• _What is needed_:
Every record is to be copied unchanged, except that its pictures are removed.
### Record set ###
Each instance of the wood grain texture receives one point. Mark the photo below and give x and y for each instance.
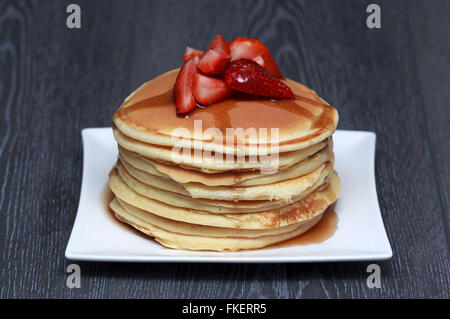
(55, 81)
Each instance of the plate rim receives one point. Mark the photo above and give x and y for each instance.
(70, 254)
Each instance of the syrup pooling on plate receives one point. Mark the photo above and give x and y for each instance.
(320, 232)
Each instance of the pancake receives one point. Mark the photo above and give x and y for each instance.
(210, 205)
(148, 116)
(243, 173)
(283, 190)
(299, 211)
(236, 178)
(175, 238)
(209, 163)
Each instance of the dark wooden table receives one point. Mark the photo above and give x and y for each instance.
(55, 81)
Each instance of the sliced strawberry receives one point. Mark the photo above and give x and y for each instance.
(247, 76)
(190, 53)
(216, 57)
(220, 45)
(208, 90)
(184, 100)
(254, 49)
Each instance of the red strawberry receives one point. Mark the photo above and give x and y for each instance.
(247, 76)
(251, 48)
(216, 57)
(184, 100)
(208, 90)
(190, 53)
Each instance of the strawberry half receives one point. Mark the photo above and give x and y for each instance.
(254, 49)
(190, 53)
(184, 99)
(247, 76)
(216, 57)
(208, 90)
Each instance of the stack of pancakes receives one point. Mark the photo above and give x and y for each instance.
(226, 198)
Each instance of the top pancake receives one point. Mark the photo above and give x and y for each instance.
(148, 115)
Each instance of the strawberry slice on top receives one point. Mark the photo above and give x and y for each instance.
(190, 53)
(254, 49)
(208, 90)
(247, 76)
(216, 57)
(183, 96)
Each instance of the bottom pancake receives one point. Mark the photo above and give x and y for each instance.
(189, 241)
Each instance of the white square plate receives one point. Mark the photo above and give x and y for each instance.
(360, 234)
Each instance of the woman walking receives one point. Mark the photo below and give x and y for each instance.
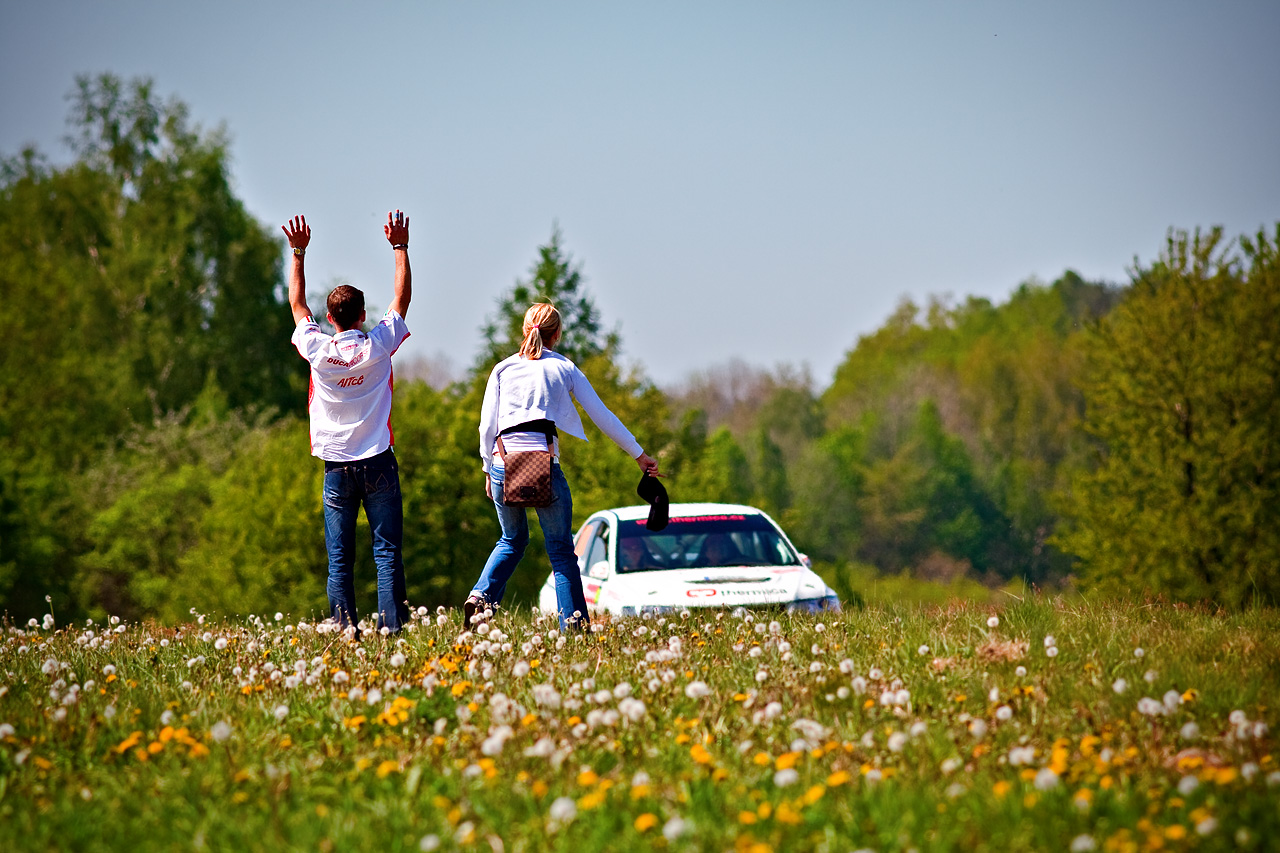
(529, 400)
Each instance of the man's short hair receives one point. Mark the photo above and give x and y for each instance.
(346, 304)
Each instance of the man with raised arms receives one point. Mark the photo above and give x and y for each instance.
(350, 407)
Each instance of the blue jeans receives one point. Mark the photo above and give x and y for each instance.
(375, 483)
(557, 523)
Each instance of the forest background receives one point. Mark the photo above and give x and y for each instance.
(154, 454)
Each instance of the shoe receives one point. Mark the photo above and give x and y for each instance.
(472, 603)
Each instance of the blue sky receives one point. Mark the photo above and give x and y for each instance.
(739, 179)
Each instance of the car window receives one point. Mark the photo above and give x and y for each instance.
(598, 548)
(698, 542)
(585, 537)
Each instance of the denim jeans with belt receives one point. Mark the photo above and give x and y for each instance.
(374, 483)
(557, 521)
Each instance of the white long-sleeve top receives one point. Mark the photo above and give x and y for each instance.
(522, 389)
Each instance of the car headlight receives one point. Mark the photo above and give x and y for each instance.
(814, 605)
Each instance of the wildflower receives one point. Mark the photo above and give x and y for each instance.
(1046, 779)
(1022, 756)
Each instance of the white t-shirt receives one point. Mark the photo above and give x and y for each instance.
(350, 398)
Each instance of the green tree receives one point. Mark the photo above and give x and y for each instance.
###
• _Result for this task_:
Each instance of the wood grain texture receives one point. Mark the photo below and give x and y for each instance.
(55, 81)
Each instance of the plate rim receives one point. Mark the photo above and give x and y for each instance.
(70, 254)
Each instance of the syrup pooling on plate receives one point. Mark the photo above and give x and y for each instance.
(320, 232)
Each instance of the pancake receives one point. Mark the photo above and give x and y for each instance.
(210, 205)
(148, 116)
(243, 173)
(283, 190)
(299, 211)
(236, 178)
(175, 238)
(209, 163)
Each instance of the dark wooden table receives one point. Mark the photo above and give x and y for each instance.
(55, 81)
Each instance of the sliced strawberry receives one point. Mark the photo above and give x and y for each instance.
(247, 76)
(190, 53)
(216, 57)
(220, 45)
(208, 90)
(184, 100)
(254, 49)
Each instance of the red strawberry receives one point. Mark the photo above and give x and y for each instance.
(247, 76)
(251, 48)
(216, 57)
(184, 100)
(208, 90)
(190, 53)
Each instance of the strawberry half receives one point. Mark the photo above and give x and y for each instance.
(254, 49)
(190, 53)
(184, 99)
(247, 76)
(216, 57)
(208, 90)
Each instance of the stack of pancakes receives one point. Mark the photo above and give x and y for each instance.
(226, 198)
Each instance of the top pancake receives one point. Mark the photo above and give x and y for each instance.
(148, 115)
Each instance of the strawberry slice on top receives one point. Mark the photo above and give x and y for each instance.
(190, 53)
(254, 49)
(208, 90)
(247, 76)
(216, 57)
(183, 96)
Each instance of the bottom pancake receives one point. Mark the photo above and give x and y for each instance.
(189, 241)
Each instance of the white square plate receives one point. Mark the photo above and give x and y for each instance.
(360, 234)
Each instance of the woman walking receives one point. Mark the photo below and give x and y for each instance.
(529, 400)
Each instance of the man's short hair receives one point. Mark the photo above and give x and y for each instance.
(346, 304)
Each instance of the man with raised arms receives one point. Mark the photo above and give x and y for each instance.
(350, 407)
Each instance of the blue jeans receives one point. Mark the photo above and give x and y for each instance.
(375, 483)
(557, 523)
Each instance of the forest background receives one point. Mark the photo above and give x and y for each instance.
(154, 454)
Each instance of the shoe receives one point. Mark the photo above and give x and y for each instance.
(472, 603)
Each instance of the blue sky receives one point. Mark the photo above and give x and y for each instance.
(739, 179)
Each instance of the car window receives one point. Mark the photo above and give x and y for each instance.
(598, 548)
(698, 542)
(585, 537)
Each instance of the denim jeans with belt receives one point. Mark the photo above and give x and y for each instance.
(374, 483)
(557, 521)
Each instance of the white long-sleeve top receives one point. Mark the photo above and give x and y for each instance.
(522, 389)
Each instance of the car headlight receives one point. Mark the photo above and give x and y for each instance.
(814, 605)
Each instance of the wildflower receives one point. Mark the photo above and give x and y for each instance.
(1046, 779)
(1022, 756)
Each instance of the white t-shirt receives one point. Mark the photo above and give x and y for each instance.
(350, 398)
Each instance of the green tree receives one point. Mark the photo above and give x and y for each instance.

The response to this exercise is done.